EXERCISE AIM: Copy the lines below word for word, starting at the first line and ending with the line that contains "450;268;640;479".
════════════════
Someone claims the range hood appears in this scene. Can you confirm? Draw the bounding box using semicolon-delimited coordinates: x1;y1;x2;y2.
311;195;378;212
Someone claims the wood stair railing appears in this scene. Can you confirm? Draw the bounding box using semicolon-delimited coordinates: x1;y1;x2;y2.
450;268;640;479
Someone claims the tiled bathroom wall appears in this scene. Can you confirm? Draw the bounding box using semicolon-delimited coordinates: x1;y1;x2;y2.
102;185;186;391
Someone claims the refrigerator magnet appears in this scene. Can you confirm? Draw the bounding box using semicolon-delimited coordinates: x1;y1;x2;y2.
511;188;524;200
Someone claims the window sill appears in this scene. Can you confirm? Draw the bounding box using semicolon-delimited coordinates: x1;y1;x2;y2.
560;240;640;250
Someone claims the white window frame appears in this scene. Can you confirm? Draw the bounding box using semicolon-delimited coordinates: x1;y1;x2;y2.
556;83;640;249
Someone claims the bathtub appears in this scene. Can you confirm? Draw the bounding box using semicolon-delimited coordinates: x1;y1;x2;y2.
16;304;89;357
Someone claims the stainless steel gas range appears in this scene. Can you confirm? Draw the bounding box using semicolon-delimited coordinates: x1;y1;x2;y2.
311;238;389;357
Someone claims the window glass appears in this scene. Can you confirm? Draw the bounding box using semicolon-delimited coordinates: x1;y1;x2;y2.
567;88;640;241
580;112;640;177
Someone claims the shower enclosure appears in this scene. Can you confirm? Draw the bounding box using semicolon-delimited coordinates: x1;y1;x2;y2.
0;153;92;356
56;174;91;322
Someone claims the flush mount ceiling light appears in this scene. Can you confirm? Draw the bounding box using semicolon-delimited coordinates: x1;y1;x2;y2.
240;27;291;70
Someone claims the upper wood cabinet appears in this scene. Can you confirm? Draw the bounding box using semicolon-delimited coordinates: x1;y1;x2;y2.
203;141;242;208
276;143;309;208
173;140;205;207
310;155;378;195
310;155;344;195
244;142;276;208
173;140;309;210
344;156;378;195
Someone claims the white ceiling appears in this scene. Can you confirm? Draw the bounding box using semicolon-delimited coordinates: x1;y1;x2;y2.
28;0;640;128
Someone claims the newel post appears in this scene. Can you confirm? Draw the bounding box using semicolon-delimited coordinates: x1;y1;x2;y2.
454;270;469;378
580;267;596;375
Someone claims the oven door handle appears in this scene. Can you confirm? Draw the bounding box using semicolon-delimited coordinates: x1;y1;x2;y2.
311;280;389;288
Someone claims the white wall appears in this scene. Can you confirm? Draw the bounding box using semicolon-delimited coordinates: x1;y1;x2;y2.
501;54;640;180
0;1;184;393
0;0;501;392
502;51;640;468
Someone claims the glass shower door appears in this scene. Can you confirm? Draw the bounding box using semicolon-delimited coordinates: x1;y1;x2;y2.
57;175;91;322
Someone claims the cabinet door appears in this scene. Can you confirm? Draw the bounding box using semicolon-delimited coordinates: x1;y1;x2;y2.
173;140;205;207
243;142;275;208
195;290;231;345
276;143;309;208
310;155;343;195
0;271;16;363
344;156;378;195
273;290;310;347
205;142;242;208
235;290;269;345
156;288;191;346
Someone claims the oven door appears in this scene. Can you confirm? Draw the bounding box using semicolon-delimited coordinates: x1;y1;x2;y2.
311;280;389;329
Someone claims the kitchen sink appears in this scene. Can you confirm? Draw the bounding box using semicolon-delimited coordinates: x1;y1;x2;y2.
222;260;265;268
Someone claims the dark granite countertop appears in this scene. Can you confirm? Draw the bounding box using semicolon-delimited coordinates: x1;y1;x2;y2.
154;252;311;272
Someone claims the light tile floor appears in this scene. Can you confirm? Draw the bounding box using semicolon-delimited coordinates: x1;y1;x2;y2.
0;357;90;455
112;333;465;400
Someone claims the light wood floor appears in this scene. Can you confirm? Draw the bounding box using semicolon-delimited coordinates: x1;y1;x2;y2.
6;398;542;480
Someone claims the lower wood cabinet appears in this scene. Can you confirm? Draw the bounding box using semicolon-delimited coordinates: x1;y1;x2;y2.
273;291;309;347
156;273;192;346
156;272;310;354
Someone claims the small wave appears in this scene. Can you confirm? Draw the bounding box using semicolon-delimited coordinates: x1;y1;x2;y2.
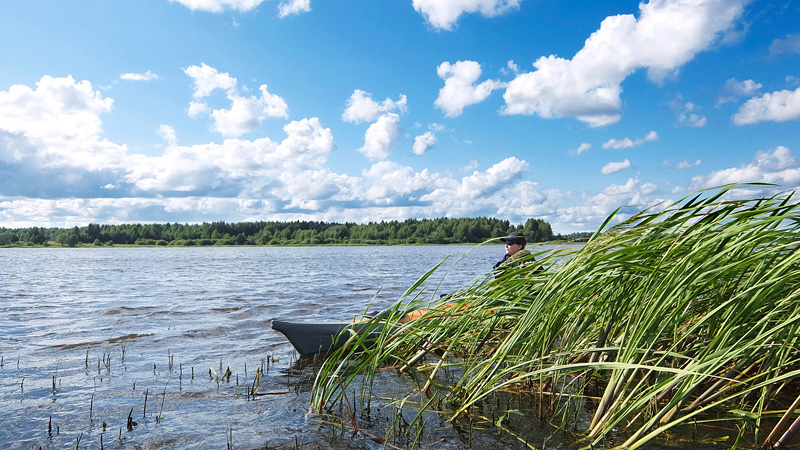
103;306;155;316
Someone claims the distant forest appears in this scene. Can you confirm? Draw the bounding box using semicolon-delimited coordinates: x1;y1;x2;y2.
0;217;590;247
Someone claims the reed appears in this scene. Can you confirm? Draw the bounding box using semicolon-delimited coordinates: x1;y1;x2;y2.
312;185;800;448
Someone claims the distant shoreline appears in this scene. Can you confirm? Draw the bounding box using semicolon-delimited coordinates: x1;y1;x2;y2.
0;238;586;249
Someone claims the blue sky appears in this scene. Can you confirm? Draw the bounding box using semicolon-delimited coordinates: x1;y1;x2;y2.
0;0;800;233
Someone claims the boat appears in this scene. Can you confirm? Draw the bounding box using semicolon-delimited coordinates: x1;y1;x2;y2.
272;319;383;356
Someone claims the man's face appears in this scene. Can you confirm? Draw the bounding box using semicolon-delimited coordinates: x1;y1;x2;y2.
506;243;522;256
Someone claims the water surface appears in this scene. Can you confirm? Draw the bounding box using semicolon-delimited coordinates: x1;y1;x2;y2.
0;245;503;449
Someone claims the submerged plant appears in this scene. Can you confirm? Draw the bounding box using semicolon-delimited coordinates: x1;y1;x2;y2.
312;185;800;448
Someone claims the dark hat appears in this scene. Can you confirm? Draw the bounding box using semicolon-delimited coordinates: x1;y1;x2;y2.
501;231;526;245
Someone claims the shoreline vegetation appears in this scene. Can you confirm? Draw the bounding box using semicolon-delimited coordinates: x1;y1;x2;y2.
311;186;800;449
0;217;591;247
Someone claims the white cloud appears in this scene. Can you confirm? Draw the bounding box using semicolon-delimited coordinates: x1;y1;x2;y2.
570;142;592;155
675;159;703;170
420;157;528;215
363;161;442;202
717;78;761;105
184;63;289;137
0;76;126;171
733;88;800;125
158;124;178;145
551;178;663;231
461;159;479;172
342;89;408;123
503;0;747;127
500;59;519;75
690;147;800;190
278;0;311;18
119;70;158;81
434;61;503;117
769;33;800;55
183;63;236;100
412;0;522;30
604;131;658;149
358;113;401;161
411;131;436;155
169;0;265;13
600;159;631;175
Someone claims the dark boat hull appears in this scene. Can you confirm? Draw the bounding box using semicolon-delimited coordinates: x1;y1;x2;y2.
272;320;381;356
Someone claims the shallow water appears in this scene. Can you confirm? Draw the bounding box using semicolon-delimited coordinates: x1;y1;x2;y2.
0;245;735;450
0;245;524;449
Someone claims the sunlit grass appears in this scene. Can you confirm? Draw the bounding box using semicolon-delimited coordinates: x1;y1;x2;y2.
312;186;800;448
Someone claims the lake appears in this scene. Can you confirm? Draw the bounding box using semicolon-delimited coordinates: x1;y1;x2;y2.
0;245;544;449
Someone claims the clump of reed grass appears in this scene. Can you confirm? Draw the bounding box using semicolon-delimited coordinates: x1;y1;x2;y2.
312;185;800;448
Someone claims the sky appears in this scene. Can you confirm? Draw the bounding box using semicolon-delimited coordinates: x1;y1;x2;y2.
0;0;800;234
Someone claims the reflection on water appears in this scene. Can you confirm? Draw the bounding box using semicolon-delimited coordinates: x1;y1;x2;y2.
0;245;536;449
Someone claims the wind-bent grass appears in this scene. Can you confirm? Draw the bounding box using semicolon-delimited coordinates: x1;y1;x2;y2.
312;186;800;448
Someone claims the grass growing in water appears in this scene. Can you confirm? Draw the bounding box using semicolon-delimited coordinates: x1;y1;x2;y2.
312;186;800;448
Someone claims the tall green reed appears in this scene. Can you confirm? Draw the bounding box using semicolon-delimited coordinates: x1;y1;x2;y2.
312;185;800;448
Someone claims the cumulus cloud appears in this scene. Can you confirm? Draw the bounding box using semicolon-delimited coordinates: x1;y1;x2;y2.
733;88;800;125
184;63;289;137
158;124;178;145
119;70;158;81
358;113;402;161
717;78;761;105
552;178;663;231
0;76;126;171
603;131;658;149
503;0;747;127
278;0;311;18
600;159;631;175
412;0;522;30
769;33;800;55
675;159;703;170
572;142;592;155
678;102;708;128
420;157;528;215
342;89;408;123
434;61;503;117
169;0;265;13
411;131;436;155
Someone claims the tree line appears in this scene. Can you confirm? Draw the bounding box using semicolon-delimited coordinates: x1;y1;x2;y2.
0;217;589;247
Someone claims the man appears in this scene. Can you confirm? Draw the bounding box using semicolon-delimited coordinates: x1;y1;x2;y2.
494;231;532;271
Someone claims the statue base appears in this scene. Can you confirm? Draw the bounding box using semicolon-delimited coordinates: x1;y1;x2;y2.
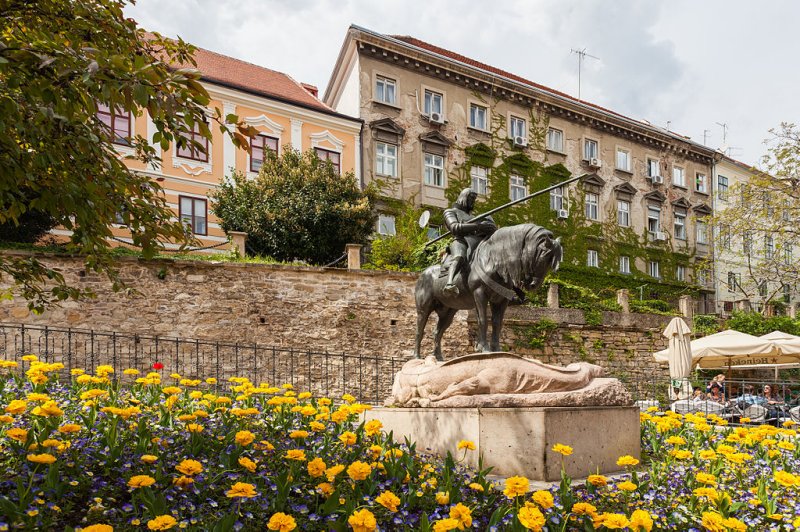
365;406;641;482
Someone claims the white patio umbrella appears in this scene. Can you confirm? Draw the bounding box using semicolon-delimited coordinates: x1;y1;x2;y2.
653;329;780;368
663;318;692;401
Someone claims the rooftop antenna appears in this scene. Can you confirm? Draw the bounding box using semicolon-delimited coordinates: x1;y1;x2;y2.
569;48;600;100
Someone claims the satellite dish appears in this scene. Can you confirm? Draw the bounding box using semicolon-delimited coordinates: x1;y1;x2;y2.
417;211;431;229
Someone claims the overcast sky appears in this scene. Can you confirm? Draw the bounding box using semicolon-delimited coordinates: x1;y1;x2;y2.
126;0;800;164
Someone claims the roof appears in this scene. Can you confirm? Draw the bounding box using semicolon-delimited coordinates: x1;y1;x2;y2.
358;32;713;152
194;48;338;114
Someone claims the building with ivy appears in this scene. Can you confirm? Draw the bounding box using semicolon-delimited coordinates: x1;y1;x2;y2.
323;26;719;312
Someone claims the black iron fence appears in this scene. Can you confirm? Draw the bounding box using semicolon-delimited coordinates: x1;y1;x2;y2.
0;324;405;404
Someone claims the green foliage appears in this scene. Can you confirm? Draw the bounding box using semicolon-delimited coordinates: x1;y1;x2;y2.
0;0;251;310
726;311;800;336
213;149;376;264
693;314;720;336
364;203;448;271
511;318;558;349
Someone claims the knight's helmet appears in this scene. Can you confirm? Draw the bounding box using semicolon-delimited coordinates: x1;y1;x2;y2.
453;188;478;212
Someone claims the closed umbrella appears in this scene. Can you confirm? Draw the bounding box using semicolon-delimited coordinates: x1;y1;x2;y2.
664;318;692;401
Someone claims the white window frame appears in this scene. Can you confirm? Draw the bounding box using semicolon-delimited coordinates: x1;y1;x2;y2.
422;153;445;188
469;102;489;131
619;255;631;273
547;127;564;153
378;213;397;236
586;249;600;268
584;192;600;222
508;115;528;141
617;200;631;227
508;174;528;201
375;142;398;177
469;166;489;196
647;260;661;279
672;211;688;240
374;74;397;105
583;139;600;161
672;168;686;188
550;187;564;211
615;148;632;172
422;88;444;117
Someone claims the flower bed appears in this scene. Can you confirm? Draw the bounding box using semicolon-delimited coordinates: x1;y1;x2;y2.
0;355;800;532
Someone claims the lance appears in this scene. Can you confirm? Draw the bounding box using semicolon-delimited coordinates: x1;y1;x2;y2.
425;174;589;247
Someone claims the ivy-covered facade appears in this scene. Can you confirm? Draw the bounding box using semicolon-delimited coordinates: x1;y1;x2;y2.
325;26;714;311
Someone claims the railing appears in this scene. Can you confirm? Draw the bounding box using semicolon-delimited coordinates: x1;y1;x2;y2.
0;324;405;404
════════════════
OUTPUT OF THE EXERCISE:
Someone claims the range hood appears in this scene. Can you confirm? Draw the bounding box using semicolon-delimited coordinates: x1;y1;x2;y2.
311;195;378;212
Someone claims the wood stair railing appears in this scene. Can you confirm? Draw the bounding box using semicolon-delimited coordinates: x1;y1;x2;y2.
450;268;640;479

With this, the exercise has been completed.